- _WHAT YOU HAVE TO DO_
Can the data below be set down again exactly, line for line?
-- begin THE INPUT --
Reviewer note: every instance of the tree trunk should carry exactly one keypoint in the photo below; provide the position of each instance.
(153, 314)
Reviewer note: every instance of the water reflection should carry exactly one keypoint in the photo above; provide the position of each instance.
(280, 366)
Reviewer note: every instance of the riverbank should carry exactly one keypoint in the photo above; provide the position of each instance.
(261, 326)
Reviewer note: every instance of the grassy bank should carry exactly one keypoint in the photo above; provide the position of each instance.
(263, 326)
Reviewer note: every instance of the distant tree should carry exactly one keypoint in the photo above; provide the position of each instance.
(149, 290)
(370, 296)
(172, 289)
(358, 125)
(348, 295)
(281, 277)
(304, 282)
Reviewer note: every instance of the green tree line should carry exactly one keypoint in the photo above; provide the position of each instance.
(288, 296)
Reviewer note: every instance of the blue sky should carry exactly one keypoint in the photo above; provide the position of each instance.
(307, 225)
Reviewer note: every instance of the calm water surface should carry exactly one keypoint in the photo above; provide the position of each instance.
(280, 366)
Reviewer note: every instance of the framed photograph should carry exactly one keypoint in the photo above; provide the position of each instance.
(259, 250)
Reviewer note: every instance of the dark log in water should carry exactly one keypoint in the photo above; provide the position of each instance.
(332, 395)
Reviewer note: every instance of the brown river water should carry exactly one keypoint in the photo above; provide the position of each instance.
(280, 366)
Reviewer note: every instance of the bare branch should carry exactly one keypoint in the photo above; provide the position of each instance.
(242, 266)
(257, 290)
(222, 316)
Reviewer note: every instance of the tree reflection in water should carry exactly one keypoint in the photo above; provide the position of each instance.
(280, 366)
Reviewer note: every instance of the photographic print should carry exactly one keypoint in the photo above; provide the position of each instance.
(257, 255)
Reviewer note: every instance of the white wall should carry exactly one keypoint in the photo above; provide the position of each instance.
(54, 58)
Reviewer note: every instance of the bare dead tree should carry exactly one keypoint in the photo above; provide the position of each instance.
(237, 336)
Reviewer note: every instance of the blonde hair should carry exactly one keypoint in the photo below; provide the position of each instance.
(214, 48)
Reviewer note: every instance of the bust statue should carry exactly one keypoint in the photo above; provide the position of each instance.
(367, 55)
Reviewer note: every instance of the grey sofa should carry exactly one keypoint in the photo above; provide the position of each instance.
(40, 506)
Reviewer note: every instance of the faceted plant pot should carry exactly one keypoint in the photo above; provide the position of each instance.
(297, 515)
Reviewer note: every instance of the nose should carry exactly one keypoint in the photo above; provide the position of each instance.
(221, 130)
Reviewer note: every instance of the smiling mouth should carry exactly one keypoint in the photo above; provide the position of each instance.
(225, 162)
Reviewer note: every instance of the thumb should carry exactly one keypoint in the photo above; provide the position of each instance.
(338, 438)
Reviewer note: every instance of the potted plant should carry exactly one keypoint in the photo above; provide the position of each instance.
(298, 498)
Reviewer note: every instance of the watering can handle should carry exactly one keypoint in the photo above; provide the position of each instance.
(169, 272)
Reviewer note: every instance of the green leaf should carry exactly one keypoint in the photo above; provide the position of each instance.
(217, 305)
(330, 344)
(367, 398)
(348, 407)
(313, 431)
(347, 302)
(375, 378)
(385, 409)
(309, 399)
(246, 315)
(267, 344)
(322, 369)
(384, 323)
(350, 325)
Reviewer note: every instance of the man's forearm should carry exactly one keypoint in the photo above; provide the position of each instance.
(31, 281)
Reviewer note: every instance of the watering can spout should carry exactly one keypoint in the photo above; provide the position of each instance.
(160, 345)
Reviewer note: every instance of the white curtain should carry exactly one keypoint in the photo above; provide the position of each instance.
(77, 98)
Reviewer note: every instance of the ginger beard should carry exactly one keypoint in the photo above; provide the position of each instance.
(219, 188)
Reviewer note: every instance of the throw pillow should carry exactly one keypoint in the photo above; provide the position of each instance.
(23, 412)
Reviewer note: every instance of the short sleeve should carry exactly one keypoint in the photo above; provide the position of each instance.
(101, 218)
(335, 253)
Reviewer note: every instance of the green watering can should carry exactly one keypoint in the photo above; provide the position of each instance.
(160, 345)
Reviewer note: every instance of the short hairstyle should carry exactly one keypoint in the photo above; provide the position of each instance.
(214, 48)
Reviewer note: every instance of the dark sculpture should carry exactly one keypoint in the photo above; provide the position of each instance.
-- end THE INPUT --
- _OUTPUT FOR THIS EXERCISE_
Reviewer note: every instance of the tree trunk should carry exactly one keypoint in the photo below; provide the position of each instance.
(153, 314)
Reviewer note: every instance of the water reflection should carry exactly one keypoint in the photo above; provide the position of each instance.
(280, 366)
Reviewer note: every instance of the riverbank should carry exactly one keypoint in the photo above; provide the position of each instance.
(261, 326)
Reviewer note: every instance of the grassy bank should carry exactly one keypoint in the photo above; provide the position of each instance.
(263, 326)
Reviewer note: every instance of the distant tree should carry exactly one keypoint in the photo above; provide the position of each instance.
(149, 290)
(370, 296)
(172, 289)
(358, 125)
(348, 295)
(281, 277)
(304, 282)
Reviewer note: every instance of the green tree line should carry exactly one keypoint in the photo above; provide the position of each instance.
(288, 296)
Reviewer note: every instance of the blue sky should carry exactly one keypoint in the photo above; provide the position of each instance.
(307, 225)
Reviewer note: every instance of the calm water surface should carry exactly one keypoint in the photo above; provide the position of each instance.
(280, 366)
Reviewer note: every instance of the framed photograph should carry exactly one keypoint in the photo above; provide the position of each instance.
(259, 250)
Reviewer note: every instance of the dark log in water should carry exactly one keypoint in the photo above; provide the position of each instance.
(332, 395)
Reviewer note: every instance of the brown river water should carry exactly one keypoint in the photo above; provide the position of each instance.
(280, 366)
Reviewer note: every instance of the bare branch should carry exactly one keypoint in the photo above; provide the position of each instance.
(242, 266)
(257, 290)
(222, 316)
Reviewer note: every instance of the tree reflection in water should carry exactly one keypoint in the photo above; provide the position of each instance.
(280, 366)
Reviewer note: every instance of the photographic print should carry exactly one keypoint in the photo above; provide the position of each instance.
(257, 255)
Reviewer note: every instance of the white wall should carry exactly one keypoint in the photo above; provide the position of each instance.
(54, 58)
Reviewer note: every instance of the bare dead tree should carry exactly one keypoint in the photo above; provide the position of each instance.
(237, 336)
Reviewer note: every instance of the blonde hair should carry exactly one keypoint in the photo below; provide the position of each instance.
(214, 48)
Reviewer note: every instance of the bust statue should carry exactly one keypoint in the photo above; provide the position of each instance.
(367, 55)
Reviewer note: every instance of the grey sofa should carry exactly one keypoint in the photo above; provide the position of each instance.
(40, 506)
Reviewer note: every instance of the faceted plant pot should carry exactly one keypoint in the photo above; provide the position of each instance.
(297, 515)
Reviewer note: every instance of the nose should carry exactly one keypoint in the photo above; provide the position of each instance.
(221, 130)
Reviewer note: every instance of the smiling mouth should carry exactly one keypoint in the photo above; provide the position of each instance.
(225, 162)
Reviewer note: every instance of the thumb should carry exactly one keypoint in the photo above; provide the position of each instance.
(338, 438)
Reviewer note: every instance of the potted plant should carry exactly one keypoint in the photo above; provide the position of each instance.
(298, 498)
Reviewer note: every instance of the watering can handle should carry exactly one keypoint in the photo above; provide the position of each instance.
(169, 272)
Reviewer note: every instance of the green leaf should carry exactly one keypoint in the photo above; provide the position of each instance.
(217, 305)
(330, 344)
(367, 398)
(348, 407)
(313, 431)
(347, 302)
(375, 378)
(385, 409)
(309, 399)
(246, 315)
(267, 344)
(322, 369)
(384, 323)
(350, 325)
Reviewer note: every instance of the man's forearm should carry exactly one keypoint in the photo above; provide the position of each instance.
(31, 281)
Reviewer note: every instance of the watering can spout should carry exactly one keypoint in the photo above; provide the position of each instance.
(160, 345)
Reviewer note: every instance of the white curtain should carry exactly one keypoint in the photo above; provide the position of each instance.
(77, 98)
Reviewer note: every instance of the ginger beard should carry exactly one keypoint in the photo above; provide the position of each instance.
(219, 188)
Reviewer note: every instance of the throw pillow should carry exactly one keypoint in the photo above; provide the position of each instance.
(23, 412)
Reviewer note: every instance of the short sleeve should carry exactly one keypoint in the photo above; provide the position of each instance.
(101, 218)
(335, 253)
Reviewer note: every instance of the green watering can should carry exactly one keypoint in the photo above; provide the position of each instance.
(160, 345)
Reviewer note: every instance of the short hairstyle should carry exactly one keypoint in the photo above; provide the position of each instance.
(214, 48)
Reviewer note: every instance of the dark sculpture should carry exactly one keypoint in the photo above; provide the position of each instance.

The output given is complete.